[Opening MATERIALS PROVIDED section]
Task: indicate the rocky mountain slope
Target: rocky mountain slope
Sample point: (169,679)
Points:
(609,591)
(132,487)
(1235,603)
[Closing MATERIALS PROVIDED section]
Retype all of the records above, keeping them identical.

» ANSWER TO THIS TASK:
Task: indicate the rocky mountain slope
Target: rocky mountain slope
Sample point: (169,679)
Points:
(609,591)
(132,487)
(1235,603)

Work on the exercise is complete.